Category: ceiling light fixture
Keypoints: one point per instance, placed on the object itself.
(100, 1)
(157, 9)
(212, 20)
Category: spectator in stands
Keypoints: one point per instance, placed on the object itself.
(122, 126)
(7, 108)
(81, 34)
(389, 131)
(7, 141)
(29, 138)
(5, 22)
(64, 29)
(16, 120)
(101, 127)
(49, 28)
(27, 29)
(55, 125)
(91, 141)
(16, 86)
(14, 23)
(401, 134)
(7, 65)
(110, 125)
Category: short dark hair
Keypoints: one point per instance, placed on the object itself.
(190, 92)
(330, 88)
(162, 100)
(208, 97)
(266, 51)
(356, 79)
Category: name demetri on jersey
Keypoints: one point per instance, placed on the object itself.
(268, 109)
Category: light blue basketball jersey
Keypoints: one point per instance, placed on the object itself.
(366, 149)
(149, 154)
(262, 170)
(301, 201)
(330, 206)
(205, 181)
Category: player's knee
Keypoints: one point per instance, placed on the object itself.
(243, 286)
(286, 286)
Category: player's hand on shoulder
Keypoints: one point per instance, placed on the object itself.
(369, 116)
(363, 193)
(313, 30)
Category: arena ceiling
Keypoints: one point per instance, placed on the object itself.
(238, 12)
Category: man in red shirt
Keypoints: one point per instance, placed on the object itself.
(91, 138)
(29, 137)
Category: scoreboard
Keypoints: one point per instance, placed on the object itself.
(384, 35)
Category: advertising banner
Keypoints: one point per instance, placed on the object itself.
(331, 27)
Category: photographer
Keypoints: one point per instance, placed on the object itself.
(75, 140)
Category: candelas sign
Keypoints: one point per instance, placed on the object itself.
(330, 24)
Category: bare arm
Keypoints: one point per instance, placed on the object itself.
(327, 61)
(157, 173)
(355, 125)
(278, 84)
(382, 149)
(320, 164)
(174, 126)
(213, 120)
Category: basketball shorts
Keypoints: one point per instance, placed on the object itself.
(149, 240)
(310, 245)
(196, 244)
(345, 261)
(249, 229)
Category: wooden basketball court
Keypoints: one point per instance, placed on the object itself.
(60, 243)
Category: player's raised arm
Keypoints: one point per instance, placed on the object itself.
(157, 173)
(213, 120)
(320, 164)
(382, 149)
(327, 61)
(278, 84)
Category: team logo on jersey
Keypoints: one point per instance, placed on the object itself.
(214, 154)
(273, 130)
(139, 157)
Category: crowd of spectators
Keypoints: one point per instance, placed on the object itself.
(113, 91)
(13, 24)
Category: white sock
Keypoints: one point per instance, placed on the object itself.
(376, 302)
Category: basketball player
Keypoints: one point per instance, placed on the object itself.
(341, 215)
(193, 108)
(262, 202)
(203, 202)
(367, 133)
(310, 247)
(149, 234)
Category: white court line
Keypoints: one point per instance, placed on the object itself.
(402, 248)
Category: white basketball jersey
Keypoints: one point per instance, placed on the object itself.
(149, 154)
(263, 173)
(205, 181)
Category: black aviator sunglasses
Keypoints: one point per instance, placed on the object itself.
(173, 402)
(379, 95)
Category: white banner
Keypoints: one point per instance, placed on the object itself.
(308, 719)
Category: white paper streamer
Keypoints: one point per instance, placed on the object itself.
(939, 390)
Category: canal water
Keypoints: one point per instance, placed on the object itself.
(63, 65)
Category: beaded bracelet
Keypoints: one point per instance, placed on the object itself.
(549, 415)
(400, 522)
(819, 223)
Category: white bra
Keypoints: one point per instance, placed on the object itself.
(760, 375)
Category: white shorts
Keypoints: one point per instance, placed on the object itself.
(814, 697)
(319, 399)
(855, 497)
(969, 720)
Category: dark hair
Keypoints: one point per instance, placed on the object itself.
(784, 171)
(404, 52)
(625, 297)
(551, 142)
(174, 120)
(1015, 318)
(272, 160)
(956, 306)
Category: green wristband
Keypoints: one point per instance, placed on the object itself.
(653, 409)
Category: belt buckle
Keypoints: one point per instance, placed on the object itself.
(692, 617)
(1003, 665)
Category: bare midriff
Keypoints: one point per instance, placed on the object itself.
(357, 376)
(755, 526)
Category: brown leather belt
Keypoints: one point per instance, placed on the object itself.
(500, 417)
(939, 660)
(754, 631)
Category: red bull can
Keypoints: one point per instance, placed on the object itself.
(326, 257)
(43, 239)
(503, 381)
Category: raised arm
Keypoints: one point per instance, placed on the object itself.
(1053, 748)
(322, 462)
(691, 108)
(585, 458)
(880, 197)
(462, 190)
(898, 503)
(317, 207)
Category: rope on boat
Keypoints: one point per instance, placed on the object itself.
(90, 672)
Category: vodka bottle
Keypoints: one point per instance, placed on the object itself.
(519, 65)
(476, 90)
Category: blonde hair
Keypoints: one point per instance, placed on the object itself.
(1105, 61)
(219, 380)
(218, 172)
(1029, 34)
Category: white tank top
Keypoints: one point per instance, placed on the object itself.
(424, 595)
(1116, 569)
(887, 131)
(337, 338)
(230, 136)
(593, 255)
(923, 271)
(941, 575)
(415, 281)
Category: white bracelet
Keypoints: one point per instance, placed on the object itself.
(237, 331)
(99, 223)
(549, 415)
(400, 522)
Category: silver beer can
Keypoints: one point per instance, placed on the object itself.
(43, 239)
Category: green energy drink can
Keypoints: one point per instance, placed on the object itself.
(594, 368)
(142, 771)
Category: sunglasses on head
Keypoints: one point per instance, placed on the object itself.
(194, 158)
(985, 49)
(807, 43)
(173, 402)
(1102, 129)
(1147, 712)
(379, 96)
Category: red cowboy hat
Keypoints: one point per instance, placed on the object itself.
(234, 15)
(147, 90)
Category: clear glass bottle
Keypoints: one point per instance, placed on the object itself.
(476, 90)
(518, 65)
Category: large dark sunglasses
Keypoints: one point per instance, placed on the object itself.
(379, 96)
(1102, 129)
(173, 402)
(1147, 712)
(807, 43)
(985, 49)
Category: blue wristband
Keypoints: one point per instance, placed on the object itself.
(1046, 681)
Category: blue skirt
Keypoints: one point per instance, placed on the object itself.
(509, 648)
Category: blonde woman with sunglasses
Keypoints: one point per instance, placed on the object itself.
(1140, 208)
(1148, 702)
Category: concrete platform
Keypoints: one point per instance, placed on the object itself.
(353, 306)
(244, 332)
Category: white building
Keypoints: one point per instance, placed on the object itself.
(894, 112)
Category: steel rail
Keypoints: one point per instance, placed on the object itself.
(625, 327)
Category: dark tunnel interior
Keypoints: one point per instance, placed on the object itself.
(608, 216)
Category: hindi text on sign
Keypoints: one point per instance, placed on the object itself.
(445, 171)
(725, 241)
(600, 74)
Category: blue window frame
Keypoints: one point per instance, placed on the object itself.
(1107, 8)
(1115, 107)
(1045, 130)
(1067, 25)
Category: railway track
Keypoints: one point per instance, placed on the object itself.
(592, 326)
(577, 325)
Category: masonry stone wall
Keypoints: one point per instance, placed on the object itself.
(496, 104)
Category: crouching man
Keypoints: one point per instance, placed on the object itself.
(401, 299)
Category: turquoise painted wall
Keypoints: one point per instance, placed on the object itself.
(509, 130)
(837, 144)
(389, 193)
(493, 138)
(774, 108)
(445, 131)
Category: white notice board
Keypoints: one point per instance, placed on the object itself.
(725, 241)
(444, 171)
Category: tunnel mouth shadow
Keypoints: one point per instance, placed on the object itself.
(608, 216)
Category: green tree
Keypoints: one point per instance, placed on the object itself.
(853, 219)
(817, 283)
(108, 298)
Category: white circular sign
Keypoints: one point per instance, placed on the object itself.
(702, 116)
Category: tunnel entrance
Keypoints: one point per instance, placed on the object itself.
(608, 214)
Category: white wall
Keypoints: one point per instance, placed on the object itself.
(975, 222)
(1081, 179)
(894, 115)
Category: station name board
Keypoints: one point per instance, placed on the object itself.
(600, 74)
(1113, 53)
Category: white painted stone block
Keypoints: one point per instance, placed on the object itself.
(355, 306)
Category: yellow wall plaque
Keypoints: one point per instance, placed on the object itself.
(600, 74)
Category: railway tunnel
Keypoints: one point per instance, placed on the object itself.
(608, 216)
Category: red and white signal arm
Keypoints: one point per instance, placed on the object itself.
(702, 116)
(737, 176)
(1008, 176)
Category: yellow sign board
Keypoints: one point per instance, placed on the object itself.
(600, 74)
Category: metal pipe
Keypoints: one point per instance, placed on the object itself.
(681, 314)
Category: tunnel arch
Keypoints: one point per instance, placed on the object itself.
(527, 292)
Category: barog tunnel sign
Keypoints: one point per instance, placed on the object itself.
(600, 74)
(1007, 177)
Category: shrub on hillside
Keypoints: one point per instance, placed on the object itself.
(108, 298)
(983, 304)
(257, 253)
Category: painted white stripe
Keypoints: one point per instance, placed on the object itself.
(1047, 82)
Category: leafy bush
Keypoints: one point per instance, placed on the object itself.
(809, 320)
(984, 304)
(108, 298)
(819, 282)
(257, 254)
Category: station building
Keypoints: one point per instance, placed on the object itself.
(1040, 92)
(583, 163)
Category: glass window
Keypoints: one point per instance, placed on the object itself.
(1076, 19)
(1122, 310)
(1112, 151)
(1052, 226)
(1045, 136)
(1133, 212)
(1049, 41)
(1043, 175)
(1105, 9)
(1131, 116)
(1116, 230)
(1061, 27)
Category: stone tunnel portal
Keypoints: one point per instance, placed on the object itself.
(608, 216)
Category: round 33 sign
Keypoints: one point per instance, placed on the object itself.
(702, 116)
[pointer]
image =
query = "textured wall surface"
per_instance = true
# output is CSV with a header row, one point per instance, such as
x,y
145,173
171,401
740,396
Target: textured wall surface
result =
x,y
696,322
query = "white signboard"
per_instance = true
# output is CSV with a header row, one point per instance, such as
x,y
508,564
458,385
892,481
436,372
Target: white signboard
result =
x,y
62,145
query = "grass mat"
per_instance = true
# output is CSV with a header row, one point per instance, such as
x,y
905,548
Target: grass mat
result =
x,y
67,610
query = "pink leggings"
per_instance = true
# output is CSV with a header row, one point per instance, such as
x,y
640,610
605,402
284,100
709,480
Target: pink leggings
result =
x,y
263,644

※ ※ ※

* [Exercise objective]:
Filter the records above for the string "sunglasses" and copy each matching line.

* [Answer to this problem]:
Category: black aviator sunglasses
Category: sunglasses on head
Category: large dark sunglasses
Category: blonde woman with sunglasses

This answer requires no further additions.